==== TEXT TO READ

Extract the files from output.tar.gz without recreating the directory structure, all files will be extracted to the working directory

In [52]:
!tar -xvzf $output_data_path/output.tar.gz --strip-components=1

data/out_vocab.pkl
data/in_vocab.pkl
data/model_info.pth


### Import the tensorflow model and load the model

In [53]:
from train.model import Transformer

We need to restore the parameters of the model we have saved in order to build an instance of the Transformer model

In [54]:
# Read the parameters from a dictionary
#model_info_path = os.path.join(model_dir, 'model_info.pth')
with open(model_info_file, 'rb') as f:
    model_info = pickle.load(f)
print('Model parameters',model_info)

Model parameters {'vocab_size_enc': 1976, 'vocab_size_dec': 3865, 'sos_token_input': [1974], 'eos_token_input': [1975], 'sos_token_output': [3863], 'eos_token_output': [3864], 'n_layers': 4, 'd_model': 64, 'ffn_dim': 128, 'n_heads': 8, 'drop_rate': 0.1}


In [55]:
#Create an instance of the Transforer model and load the saved model to th
transformer = Transformer(vocab_size_enc=model_info['vocab_size_enc'],
                          vocab_size_dec=model_info['vocab_size_dec'],
                          d_model=model_info['d_model'],
                          n_layers=model_info['n_layers'],
                          FFN_units=model_info['ffn_dim'],
                          n_heads=model_info['n_heads'],
                          dropout_rate=model_info['drop_rate'])

========

# EXERCISE DIRECTIONS:
Reproduce the whole notebook excerpt on unpacking the archive and loading the Transformer model, character for character.

==== EXTRACTED ENTRIES

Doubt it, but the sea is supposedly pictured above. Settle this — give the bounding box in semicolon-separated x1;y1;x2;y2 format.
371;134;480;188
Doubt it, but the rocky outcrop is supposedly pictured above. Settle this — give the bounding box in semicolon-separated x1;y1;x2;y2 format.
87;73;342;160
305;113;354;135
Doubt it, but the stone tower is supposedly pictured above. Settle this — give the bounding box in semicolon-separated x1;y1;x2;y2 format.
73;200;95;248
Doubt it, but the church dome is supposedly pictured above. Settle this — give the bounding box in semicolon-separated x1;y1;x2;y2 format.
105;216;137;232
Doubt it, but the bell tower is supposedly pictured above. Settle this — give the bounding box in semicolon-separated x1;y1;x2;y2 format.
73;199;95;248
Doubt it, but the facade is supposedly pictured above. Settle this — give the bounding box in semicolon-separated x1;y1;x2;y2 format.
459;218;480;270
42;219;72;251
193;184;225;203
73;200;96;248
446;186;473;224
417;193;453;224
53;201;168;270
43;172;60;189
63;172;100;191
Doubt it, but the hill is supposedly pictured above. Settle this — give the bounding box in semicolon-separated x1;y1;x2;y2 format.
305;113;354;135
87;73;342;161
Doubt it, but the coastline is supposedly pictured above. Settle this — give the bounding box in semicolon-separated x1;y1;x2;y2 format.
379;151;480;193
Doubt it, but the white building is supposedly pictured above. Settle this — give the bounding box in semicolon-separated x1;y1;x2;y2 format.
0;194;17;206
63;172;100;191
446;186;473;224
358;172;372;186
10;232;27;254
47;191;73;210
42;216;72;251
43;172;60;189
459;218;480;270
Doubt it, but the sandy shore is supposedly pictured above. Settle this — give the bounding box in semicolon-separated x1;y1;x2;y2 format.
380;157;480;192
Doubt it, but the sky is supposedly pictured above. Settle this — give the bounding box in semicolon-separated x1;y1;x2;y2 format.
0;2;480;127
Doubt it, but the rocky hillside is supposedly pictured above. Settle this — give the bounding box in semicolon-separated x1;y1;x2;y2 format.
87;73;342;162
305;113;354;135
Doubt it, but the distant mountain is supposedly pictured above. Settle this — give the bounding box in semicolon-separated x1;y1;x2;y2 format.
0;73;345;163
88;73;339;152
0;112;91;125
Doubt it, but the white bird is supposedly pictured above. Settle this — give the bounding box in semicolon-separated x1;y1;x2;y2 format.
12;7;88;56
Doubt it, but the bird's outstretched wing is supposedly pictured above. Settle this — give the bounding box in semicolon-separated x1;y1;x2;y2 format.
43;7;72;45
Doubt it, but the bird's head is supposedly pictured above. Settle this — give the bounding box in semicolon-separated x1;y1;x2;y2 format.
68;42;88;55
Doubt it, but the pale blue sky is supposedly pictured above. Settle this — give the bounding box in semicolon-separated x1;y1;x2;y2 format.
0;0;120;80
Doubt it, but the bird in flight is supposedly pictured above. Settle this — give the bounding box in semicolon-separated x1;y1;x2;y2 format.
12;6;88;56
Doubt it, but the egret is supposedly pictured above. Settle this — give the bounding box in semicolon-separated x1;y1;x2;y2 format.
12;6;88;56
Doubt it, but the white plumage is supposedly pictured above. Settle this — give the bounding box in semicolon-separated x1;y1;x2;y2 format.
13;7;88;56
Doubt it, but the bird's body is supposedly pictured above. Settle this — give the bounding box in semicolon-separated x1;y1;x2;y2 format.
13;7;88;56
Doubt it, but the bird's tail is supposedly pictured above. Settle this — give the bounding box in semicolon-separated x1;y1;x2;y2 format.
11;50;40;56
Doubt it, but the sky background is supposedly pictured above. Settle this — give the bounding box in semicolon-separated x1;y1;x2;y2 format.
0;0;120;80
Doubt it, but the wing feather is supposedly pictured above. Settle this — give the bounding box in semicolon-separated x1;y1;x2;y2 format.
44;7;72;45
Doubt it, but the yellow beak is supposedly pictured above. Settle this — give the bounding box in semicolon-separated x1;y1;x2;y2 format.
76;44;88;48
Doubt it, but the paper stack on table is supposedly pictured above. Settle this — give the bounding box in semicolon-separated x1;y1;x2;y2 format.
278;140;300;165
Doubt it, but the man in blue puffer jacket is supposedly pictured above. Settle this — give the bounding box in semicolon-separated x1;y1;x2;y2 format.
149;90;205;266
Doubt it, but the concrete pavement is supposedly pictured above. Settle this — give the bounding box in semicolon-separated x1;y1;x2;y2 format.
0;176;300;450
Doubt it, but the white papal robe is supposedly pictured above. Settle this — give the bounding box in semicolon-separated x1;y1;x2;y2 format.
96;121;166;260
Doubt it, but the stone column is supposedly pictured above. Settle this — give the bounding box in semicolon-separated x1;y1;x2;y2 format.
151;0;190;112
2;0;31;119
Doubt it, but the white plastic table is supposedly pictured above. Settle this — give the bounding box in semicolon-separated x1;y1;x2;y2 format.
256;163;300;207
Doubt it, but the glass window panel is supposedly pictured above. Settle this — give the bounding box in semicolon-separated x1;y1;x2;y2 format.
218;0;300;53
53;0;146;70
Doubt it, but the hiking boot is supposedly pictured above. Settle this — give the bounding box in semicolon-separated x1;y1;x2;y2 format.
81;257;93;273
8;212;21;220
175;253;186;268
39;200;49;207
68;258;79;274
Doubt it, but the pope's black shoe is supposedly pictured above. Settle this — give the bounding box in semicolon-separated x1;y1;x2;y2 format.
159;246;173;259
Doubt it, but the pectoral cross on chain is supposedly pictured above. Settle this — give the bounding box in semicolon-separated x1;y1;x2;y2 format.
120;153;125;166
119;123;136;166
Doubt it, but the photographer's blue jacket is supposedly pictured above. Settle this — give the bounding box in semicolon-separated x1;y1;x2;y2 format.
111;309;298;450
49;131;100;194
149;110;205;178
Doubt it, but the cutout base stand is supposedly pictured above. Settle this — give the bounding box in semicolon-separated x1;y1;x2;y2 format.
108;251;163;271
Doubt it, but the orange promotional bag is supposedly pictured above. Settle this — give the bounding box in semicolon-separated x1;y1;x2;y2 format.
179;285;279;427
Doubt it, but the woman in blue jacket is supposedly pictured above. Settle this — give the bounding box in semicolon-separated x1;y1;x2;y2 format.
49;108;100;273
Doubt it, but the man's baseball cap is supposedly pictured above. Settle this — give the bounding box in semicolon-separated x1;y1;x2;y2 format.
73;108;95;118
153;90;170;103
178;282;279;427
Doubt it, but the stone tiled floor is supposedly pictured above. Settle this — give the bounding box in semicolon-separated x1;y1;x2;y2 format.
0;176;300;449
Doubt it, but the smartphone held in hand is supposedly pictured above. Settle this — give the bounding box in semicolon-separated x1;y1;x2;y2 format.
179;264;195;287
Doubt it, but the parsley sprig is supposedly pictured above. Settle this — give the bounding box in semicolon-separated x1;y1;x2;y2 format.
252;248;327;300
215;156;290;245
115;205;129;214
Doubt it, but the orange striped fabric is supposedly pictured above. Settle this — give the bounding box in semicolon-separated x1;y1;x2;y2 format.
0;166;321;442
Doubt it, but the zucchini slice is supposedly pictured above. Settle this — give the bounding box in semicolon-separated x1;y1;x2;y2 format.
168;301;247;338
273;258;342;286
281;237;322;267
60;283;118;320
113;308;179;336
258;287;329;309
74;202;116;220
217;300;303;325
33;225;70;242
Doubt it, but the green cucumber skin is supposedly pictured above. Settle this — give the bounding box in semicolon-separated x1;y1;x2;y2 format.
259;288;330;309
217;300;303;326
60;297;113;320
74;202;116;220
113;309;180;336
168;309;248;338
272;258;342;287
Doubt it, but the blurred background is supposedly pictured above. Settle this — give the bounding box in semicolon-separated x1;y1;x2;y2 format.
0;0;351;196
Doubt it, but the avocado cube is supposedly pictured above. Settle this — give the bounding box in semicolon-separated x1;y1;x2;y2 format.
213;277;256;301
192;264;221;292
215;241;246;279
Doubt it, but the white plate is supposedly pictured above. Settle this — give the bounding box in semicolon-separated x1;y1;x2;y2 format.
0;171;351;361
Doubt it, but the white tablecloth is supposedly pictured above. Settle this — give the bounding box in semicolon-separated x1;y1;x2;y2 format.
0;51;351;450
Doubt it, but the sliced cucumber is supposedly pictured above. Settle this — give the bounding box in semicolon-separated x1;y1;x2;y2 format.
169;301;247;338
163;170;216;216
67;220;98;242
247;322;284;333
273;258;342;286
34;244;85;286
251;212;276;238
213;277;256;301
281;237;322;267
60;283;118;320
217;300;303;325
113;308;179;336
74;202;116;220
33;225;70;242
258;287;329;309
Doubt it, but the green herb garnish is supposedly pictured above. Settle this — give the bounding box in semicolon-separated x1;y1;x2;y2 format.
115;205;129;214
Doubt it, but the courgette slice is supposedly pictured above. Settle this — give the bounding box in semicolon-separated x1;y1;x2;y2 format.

========

# RESULT OF THIS EXERCISE:
Extract the files from output.tar.gz without recreating the directory structure, all files will be extracted to the working directory

In [52]:
!tar -xvzf $output_data_path/output.tar.gz --strip-components=1

data/out_vocab.pkl
data/in_vocab.pkl
data/model_info.pth


### Import the tensorflow model and load the model

In [53]:
from train.model import Transformer

We need to restore the parameters of the model we have saved in order to build an instance of the Transformer model

In [54]:
# Read the parameters from a dictionary
#model_info_path = os.path.join(model_dir, 'model_info.pth')
with open(model_info_file, 'rb') as f:
    model_info = pickle.load(f)
print('Model parameters',model_info)

Model parameters {'vocab_size_enc': 1976, 'vocab_size_dec': 3865, 'sos_token_input': [1974], 'eos_token_input': [1975], 'sos_token_output': [3863], 'eos_token_output': [3864], 'n_layers': 4, 'd_model': 64, 'ffn_dim': 128, 'n_heads': 8, 'drop_rate': 0.1}


In [55]:
#Create an instance of the Transforer model and load the saved model to th
transformer = Transformer(vocab_size_enc=model_info['vocab_size_enc'],
                          vocab_size_dec=model_info['vocab_size_dec'],
                          d_model=model_info['d_model'],
                          n_layers=model_info['n_layers'],
                          FFN_units=model_info['ffn_dim'],
                          n_heads=model_info['n_heads'],
                          dropout_rate=model_info['drop_rate'])